Rewrite the items below with every "vertex pairs" changed to "coordinate pairs", keeping all other text the same.

Start of Supplied material

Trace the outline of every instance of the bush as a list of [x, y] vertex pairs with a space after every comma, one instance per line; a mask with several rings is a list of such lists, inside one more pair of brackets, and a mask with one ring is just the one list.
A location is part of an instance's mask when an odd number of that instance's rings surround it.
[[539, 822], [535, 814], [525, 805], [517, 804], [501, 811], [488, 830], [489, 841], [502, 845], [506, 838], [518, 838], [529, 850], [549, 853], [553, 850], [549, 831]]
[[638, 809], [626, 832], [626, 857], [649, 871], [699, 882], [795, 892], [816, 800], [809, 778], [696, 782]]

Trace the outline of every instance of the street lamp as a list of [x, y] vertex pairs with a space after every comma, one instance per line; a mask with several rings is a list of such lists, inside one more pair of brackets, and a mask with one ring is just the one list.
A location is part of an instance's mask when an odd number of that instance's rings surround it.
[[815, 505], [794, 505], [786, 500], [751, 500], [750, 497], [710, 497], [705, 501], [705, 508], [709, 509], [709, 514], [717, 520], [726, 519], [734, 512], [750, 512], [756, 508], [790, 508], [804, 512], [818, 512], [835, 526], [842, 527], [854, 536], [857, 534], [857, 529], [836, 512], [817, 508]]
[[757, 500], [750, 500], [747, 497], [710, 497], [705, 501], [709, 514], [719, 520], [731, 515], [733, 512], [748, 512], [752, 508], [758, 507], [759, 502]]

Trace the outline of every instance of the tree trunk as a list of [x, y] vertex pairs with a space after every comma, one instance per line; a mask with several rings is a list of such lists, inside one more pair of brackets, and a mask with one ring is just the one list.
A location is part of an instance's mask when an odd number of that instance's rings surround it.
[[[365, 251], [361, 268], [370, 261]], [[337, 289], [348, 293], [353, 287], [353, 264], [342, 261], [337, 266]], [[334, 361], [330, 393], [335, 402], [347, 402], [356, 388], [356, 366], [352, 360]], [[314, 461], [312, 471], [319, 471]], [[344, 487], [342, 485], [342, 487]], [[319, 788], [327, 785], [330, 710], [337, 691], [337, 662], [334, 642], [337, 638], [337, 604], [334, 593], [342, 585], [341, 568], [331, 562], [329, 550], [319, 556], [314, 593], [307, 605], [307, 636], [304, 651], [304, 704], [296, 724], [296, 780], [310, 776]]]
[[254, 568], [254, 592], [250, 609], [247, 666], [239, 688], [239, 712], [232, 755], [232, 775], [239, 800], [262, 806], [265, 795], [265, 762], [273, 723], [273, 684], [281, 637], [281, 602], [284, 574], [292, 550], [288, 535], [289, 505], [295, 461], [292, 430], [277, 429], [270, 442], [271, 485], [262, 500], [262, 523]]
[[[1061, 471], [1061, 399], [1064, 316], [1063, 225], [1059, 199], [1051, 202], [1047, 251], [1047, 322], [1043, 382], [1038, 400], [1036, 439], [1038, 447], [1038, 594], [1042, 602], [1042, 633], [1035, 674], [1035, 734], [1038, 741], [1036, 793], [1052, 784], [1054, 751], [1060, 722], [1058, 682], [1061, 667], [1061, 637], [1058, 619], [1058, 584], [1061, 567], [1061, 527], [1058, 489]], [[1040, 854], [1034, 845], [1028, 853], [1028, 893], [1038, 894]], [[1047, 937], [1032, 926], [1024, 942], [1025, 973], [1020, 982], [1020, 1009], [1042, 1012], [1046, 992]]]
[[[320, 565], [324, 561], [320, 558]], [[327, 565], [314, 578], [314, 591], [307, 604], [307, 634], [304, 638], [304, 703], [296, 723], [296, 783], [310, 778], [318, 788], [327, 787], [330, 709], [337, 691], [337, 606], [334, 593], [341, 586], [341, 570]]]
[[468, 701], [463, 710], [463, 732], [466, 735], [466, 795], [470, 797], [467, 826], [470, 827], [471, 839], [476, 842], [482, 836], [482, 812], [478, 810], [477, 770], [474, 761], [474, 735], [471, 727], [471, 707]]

End of Supplied material

### Solution to the problem
Trace the outline of every instance of the bush as a list of [x, y] coordinate pairs with a space after every comma, one instance per line; a mask with several rings is a list of such lists, inside one more pair of brackets, and a mask with one ring is just the one list.
A location is part of an instance's mask when an odd number of that instance's rings surround it.
[[539, 822], [535, 814], [525, 805], [517, 804], [501, 811], [488, 830], [489, 841], [502, 845], [506, 838], [518, 838], [529, 850], [549, 853], [553, 850], [549, 831]]
[[638, 809], [626, 832], [626, 857], [649, 871], [699, 882], [795, 892], [816, 800], [809, 778], [696, 782]]

Trace the outline of every instance of the street lamp as a list of [x, y] coordinate pairs with a space after every comma, one instance per line; a mask with several rings is a list of such lists, inside one more pair of brackets, and a mask with one ring is just the one list.
A location is part of an instance's mask when an odd number of that instance's rings surround it.
[[815, 505], [794, 505], [786, 500], [751, 500], [750, 497], [710, 497], [705, 501], [705, 508], [709, 509], [709, 514], [717, 520], [726, 519], [734, 512], [750, 512], [756, 508], [790, 508], [804, 512], [818, 512], [835, 526], [842, 527], [854, 536], [857, 534], [857, 529], [836, 512], [817, 508]]
[[757, 500], [750, 500], [747, 497], [710, 497], [705, 501], [709, 514], [719, 520], [731, 515], [733, 512], [748, 512], [752, 508], [758, 507], [759, 502]]

Trace the outline of every instance of the tree trunk as a list of [x, y] coordinate pairs with a space after every comma, one instance per line; a mask with several rings is a list of such lists, inside one more pair of brackets, and a mask with one ring is just the one list.
A location is part of an instance's mask when an odd number of that instance's rings surround it.
[[[365, 251], [361, 268], [370, 261]], [[337, 289], [348, 293], [353, 287], [353, 264], [342, 261], [337, 266]], [[334, 361], [330, 393], [335, 402], [347, 402], [356, 388], [356, 366], [352, 360]], [[314, 461], [312, 471], [319, 471]], [[344, 487], [342, 485], [342, 487]], [[319, 788], [327, 785], [330, 710], [337, 691], [337, 662], [334, 642], [337, 638], [337, 604], [334, 593], [342, 585], [341, 568], [331, 562], [329, 550], [319, 556], [314, 593], [307, 605], [307, 636], [304, 651], [304, 704], [296, 724], [296, 780], [310, 776]]]
[[254, 568], [254, 592], [250, 609], [247, 666], [239, 688], [239, 712], [232, 755], [232, 775], [239, 800], [262, 806], [265, 795], [265, 762], [273, 723], [273, 684], [281, 637], [281, 602], [284, 574], [292, 550], [288, 535], [289, 505], [295, 461], [292, 430], [277, 429], [270, 442], [271, 485], [262, 500], [262, 523]]
[[[1061, 471], [1061, 399], [1064, 316], [1063, 225], [1059, 199], [1051, 202], [1047, 251], [1047, 322], [1043, 382], [1038, 400], [1036, 439], [1038, 447], [1038, 594], [1042, 602], [1042, 633], [1035, 674], [1035, 734], [1038, 741], [1036, 793], [1052, 784], [1054, 751], [1060, 722], [1058, 682], [1061, 667], [1061, 637], [1058, 619], [1058, 584], [1061, 567], [1061, 527], [1058, 489]], [[1040, 854], [1034, 845], [1028, 853], [1028, 893], [1038, 894]], [[1047, 937], [1032, 926], [1024, 942], [1025, 973], [1020, 982], [1020, 1009], [1042, 1012], [1046, 992]]]
[[[320, 565], [324, 561], [320, 558]], [[327, 565], [314, 578], [314, 591], [307, 604], [307, 634], [304, 638], [304, 703], [296, 723], [296, 783], [310, 778], [318, 788], [327, 787], [330, 709], [337, 691], [337, 606], [334, 593], [341, 586], [341, 570]]]
[[468, 701], [463, 710], [463, 732], [466, 735], [466, 795], [470, 797], [467, 826], [470, 827], [471, 839], [476, 842], [482, 836], [482, 812], [478, 810], [477, 770], [474, 761], [474, 735], [471, 727], [471, 707]]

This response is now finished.